***** 書評本文 *****

生命(いのち)の谺(こだま) 川端康成と「特攻」 多胡吉郎(たご・きちろう)著

[レビュアー] 平山周吉(雑文家)

◆読み方変わる衝撃力

 本書の表紙カバーに写るのは、ノーベル賞作家・川端康成の戦争中の姿である。軍帽をかぶってはいるものの、とてもお役に立ちそうもない。敗戦を目前にした昭和二十(一九四五)年四月、四十五歳の川端は、海軍報道班員として鹿児島県の鹿屋(かのや)航空基地へと派遣された。

 一カ月間の滞在で、川端は数多(あまた)の特攻機を見送り、最後の通信が途切れる音を地下壕(ごう)の電信室で聞くことになる。蒲柳(ほりゅう)、病弱な川端にとって、初めての従軍は、過酷な戦争体験であった。しかし、川端はこの一カ月間をわずかな文章に残しただけだった。

***** 提供データ *****

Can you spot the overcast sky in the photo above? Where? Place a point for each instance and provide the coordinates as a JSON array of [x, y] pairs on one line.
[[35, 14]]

*****

- [課題]:
1) この書評によると、昭和二十年四月に川端康成は海軍報道班員としてどこへ派遣されましたか。
2) この書評から、「[レビュアー] 平山周吉(雑文家)」で始まり「や)航空基地へと派遣された。」で終わる部分をそのまま書き出してください。
ここでは資料を使いません。

- [課題の解答]:
1) 鹿児島県の鹿屋航空基地です。

2)
[レビュアー] 平山周吉(雑文家)

◆読み方変わる衝撃力

 本書の表紙カバーに写るのは、ノーベル賞作家・川端康成の戦争中の姿である。軍帽をかぶってはいるものの、とてもお役に立ちそうもない。敗戦を目前にした昭和二十(一九四五)年四月、四十五歳の川端は、海軍報道班員として鹿児島県の鹿屋(かのや)航空基地へと派遣された。